TEXT BLOCK:
The workstation will have speech output, and braille output so that blind students can be taught to use the Internet; to pull off data, and to join the world wide dialog about blindness and related issues. Braille maps or large print maps could be pulled off the Internet instantly. The workstation would be hooked to optical scanning technology so that text can be pulled off a printed page into the computer and out to braille or speech (or rerouted to the students laptop computer).
Educational and recreational computer games will be up or down loaded for students, books will come directly online from the Library of Congress, and isolated blind kids in rural areas will have access to all the other blind children in the world. A specially designed workstation (teleport) is a hugh new tool for both the blind rehabilitation professional and for blind students.
Print text books are going the way of radio. They will still be used and enjoyed, but they will be overshadowed by newer technology. Electronic books may be the future, since they are better suited to the communications age. Here are seven reasons why electronic books need to replace print texts.
The amount of knowledge available for review is growing exponentially. As soon as a print textbook comes off the press it is out of date. Electronic books hold the promise of staying up-to-date. At the least, they will evolve faster than print texts.
Knowledge is now available on the internet; a low cost, open all night, accessible from any where, global system. An electronic book can be accessed any time, any place, by any person. Virtual libraries never close. Electronic books also can talk. Access to the knowledge of the world is now available to blind individuals like never before in history. Another bonus is that Electronic books can now translate languages instantaneously. There will be no more translations of print textbooks.

PROVIDED RECORDS:
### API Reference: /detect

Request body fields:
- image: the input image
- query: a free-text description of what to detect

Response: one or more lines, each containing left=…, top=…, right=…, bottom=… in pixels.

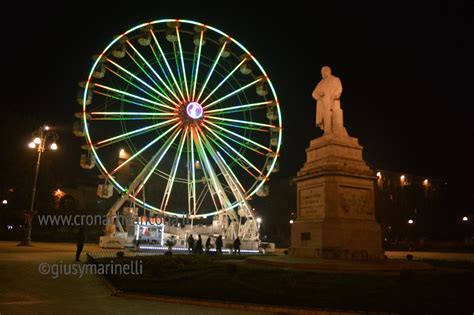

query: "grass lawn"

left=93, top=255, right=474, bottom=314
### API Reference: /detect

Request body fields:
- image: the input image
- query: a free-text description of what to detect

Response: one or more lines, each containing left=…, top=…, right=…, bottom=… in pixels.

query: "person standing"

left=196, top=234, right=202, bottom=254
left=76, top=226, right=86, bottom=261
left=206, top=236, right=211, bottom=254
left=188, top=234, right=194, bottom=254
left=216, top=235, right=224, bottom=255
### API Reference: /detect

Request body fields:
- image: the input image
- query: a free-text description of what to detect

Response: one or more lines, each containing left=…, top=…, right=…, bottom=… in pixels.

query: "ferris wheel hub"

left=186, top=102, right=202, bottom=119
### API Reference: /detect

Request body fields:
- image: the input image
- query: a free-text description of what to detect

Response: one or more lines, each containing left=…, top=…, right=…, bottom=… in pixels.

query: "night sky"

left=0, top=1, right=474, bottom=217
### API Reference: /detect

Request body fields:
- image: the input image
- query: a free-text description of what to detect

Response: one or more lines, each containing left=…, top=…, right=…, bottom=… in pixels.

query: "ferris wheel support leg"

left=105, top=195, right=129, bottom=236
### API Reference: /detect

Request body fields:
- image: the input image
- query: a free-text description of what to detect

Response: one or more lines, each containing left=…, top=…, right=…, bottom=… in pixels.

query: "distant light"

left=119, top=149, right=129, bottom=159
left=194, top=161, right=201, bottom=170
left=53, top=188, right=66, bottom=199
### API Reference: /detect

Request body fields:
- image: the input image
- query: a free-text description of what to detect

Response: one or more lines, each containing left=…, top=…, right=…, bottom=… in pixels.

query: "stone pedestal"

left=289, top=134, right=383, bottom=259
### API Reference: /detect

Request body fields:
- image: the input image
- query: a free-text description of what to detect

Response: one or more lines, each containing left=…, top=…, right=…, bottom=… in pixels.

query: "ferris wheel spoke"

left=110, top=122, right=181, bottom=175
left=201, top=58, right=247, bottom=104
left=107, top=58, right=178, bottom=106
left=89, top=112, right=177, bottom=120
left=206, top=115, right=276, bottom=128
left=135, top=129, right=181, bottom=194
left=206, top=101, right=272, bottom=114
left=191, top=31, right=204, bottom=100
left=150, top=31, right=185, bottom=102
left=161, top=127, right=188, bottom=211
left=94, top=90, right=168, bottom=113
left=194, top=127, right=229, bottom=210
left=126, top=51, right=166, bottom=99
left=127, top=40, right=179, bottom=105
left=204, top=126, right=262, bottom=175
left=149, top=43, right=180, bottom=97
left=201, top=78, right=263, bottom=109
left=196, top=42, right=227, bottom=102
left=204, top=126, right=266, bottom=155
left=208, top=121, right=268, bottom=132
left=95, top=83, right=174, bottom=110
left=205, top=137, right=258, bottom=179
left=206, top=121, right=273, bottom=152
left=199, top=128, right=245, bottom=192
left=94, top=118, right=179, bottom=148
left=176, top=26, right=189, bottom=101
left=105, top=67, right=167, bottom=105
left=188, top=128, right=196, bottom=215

--

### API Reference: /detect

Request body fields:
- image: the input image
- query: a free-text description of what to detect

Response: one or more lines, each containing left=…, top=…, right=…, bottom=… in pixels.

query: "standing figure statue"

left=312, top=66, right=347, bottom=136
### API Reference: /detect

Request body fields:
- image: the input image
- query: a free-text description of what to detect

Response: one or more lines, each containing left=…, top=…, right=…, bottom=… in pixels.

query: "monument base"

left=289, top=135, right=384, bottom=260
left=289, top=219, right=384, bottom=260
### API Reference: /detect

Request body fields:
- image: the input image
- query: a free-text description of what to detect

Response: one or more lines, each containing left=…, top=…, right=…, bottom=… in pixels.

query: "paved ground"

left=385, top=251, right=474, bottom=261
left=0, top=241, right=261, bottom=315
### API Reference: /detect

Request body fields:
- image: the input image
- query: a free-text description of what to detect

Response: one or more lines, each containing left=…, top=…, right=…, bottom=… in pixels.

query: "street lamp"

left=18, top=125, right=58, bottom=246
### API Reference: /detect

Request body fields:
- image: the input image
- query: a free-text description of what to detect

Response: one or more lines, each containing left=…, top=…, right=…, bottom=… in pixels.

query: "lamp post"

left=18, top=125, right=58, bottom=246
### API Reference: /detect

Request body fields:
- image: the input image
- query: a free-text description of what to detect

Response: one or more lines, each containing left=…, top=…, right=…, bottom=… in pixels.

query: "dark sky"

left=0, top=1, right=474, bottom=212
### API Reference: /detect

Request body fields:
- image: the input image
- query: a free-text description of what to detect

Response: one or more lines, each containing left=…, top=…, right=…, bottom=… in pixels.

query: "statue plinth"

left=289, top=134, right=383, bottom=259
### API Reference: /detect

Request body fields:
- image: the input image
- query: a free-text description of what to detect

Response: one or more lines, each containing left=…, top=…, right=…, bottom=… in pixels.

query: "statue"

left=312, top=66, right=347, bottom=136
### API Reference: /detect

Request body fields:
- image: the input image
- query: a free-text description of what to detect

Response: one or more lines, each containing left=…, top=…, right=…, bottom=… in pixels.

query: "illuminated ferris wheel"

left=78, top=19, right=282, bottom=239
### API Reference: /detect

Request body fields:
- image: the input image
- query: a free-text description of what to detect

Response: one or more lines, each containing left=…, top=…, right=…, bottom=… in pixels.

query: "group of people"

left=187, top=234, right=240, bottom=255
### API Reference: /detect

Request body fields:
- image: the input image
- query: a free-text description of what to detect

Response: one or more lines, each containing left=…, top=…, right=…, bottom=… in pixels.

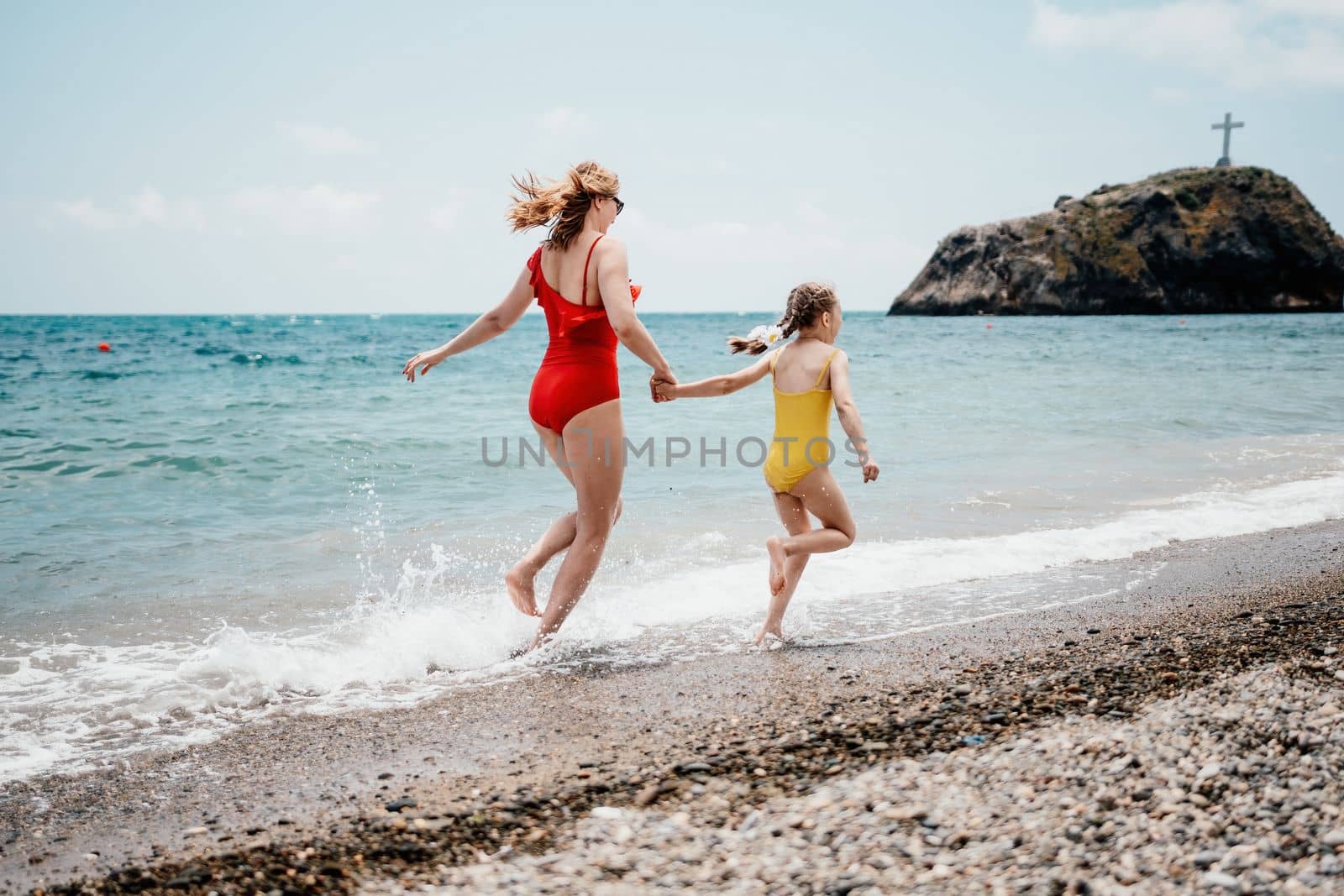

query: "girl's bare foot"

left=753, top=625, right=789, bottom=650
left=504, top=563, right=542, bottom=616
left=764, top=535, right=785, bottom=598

--

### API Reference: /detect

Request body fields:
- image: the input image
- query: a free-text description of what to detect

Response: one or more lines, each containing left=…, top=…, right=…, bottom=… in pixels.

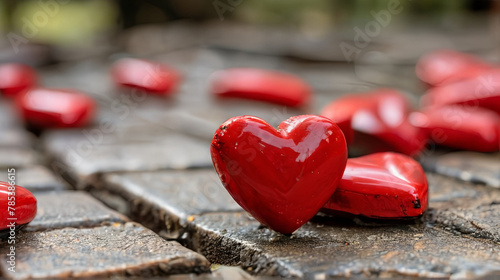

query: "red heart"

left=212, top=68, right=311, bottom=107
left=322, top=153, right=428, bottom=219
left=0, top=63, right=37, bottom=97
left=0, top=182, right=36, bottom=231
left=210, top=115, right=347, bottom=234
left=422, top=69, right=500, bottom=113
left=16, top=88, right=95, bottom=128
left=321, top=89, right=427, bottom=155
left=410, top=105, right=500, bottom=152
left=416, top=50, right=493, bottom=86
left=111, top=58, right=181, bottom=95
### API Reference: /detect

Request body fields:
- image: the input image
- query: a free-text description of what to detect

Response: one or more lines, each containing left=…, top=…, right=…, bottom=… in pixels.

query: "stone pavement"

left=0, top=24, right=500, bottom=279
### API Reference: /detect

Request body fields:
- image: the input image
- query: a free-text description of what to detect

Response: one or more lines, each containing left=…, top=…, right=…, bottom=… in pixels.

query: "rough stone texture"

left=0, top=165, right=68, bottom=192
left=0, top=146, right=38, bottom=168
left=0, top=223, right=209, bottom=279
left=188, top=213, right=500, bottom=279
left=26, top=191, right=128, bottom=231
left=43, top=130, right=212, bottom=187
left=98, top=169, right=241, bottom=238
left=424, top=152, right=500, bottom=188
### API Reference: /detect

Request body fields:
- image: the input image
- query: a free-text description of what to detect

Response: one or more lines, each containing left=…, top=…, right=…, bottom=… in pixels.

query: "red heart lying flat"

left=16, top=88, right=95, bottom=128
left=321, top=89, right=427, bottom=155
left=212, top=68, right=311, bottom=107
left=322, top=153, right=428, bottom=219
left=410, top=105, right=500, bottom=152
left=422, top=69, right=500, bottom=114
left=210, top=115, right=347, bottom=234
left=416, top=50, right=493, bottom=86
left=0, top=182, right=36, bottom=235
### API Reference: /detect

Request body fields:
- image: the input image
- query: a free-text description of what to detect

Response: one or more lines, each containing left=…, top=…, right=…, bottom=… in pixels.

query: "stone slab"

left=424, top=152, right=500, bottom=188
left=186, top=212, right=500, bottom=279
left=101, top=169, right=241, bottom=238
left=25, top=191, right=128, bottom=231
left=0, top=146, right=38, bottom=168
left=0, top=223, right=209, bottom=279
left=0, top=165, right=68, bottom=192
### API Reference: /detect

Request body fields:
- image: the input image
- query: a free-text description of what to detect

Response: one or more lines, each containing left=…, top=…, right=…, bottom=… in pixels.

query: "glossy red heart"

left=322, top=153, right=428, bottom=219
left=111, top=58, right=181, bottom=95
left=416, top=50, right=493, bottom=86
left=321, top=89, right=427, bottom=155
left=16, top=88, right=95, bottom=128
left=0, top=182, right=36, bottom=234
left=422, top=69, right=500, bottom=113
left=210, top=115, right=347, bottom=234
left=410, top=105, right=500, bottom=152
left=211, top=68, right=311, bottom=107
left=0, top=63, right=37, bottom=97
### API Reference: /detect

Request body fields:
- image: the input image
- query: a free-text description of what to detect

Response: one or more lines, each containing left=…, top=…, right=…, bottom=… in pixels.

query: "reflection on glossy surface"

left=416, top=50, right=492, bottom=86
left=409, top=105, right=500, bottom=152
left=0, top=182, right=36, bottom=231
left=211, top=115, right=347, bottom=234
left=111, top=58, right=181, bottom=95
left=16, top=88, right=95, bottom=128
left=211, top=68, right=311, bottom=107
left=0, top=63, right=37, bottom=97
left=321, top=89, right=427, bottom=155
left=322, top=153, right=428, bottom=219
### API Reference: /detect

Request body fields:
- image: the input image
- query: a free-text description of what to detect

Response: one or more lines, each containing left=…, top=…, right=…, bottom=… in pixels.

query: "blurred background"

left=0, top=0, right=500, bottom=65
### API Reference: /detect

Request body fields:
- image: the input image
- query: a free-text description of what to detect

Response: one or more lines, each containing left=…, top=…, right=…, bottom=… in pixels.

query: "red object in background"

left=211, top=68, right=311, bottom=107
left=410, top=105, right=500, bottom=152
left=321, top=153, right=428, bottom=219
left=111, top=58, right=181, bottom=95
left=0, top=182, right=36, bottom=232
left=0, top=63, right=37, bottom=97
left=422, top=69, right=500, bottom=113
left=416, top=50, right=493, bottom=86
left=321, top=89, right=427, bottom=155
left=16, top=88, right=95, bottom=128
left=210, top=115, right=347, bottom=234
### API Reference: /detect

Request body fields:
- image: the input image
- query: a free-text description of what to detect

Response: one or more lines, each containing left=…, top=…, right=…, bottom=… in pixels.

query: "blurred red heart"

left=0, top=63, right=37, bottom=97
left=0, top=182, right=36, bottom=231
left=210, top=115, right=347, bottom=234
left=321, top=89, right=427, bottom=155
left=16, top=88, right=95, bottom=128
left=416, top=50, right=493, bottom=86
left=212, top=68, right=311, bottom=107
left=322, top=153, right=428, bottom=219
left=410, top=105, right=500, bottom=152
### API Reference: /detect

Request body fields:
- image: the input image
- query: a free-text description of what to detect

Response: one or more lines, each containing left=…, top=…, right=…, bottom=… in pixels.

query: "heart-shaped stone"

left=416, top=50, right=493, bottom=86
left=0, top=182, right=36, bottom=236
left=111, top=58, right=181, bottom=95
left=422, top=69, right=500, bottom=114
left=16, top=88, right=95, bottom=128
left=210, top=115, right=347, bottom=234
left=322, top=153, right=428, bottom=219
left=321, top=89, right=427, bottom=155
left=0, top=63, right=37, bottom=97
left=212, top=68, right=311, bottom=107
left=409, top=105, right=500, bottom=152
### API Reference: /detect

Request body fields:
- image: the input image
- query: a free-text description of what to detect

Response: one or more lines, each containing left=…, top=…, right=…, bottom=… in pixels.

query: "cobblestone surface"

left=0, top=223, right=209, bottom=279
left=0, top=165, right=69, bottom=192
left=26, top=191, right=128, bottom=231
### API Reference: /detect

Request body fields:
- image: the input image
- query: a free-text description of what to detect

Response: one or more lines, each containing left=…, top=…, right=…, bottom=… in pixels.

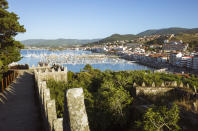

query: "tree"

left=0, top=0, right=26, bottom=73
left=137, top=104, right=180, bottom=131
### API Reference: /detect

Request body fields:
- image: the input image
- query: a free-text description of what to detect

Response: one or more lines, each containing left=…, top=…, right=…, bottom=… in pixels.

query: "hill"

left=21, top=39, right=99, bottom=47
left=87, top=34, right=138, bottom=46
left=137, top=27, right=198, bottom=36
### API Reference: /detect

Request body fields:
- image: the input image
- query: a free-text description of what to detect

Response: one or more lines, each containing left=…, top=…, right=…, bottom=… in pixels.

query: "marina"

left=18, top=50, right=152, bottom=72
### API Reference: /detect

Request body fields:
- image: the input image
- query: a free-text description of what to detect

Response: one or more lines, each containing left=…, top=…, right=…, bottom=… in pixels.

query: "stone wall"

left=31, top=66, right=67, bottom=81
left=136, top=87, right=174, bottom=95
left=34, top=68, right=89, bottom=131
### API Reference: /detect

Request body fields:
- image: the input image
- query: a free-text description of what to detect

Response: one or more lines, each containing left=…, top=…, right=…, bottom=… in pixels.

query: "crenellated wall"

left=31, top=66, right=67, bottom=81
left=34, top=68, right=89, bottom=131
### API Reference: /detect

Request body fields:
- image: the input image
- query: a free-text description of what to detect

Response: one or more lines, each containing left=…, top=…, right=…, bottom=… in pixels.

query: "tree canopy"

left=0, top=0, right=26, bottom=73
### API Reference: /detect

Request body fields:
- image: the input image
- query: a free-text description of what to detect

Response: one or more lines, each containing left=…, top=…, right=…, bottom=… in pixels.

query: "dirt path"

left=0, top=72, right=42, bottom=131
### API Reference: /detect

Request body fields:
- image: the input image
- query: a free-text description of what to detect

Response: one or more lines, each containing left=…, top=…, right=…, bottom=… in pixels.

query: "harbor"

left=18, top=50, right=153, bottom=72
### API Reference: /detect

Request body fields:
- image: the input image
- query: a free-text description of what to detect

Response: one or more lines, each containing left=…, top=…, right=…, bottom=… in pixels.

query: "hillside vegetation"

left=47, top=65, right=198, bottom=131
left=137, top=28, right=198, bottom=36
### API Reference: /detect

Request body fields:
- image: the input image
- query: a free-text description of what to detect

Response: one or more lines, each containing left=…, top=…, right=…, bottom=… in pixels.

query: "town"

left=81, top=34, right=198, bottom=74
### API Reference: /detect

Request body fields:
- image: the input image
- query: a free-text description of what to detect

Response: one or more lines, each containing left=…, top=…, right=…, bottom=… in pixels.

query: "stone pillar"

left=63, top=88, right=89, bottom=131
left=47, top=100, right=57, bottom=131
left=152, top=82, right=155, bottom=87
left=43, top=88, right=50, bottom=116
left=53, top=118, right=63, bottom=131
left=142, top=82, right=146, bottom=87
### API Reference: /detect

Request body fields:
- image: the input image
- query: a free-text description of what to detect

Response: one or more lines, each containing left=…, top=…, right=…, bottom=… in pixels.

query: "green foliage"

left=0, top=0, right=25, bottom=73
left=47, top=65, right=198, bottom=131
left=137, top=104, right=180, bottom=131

EXERCISE A: Using the passage on electronic books, explain why print textbooks have trouble keeping pace with knowledge. Answer in one to three sentences.
EXERCISE B: Return the part of the passage on electronic books from "Print text books" up to and including "than print texts.", word for word.

WRITTEN RESPONSE A: The amount of knowledge available for review is growing exponentially, so a print textbook is out of date as soon as it comes off the press. Electronic books hold the promise of staying up-to-date, or at least of evolving faster than print texts.

WRITTEN RESPONSE B:
Print text books are going the way of radio. They will still be used and enjoyed, but they will be overshadowed by newer technology. Electronic books may be the future, since they are better suited to the communications age. Here are seven reasons why electronic books need to replace print texts.
The amount of knowledge available for review is growing exponentially. As soon as a print textbook comes off the press it is out of date. Electronic books hold the promise of staying up-to-date. At the least, they will evolve faster than print texts.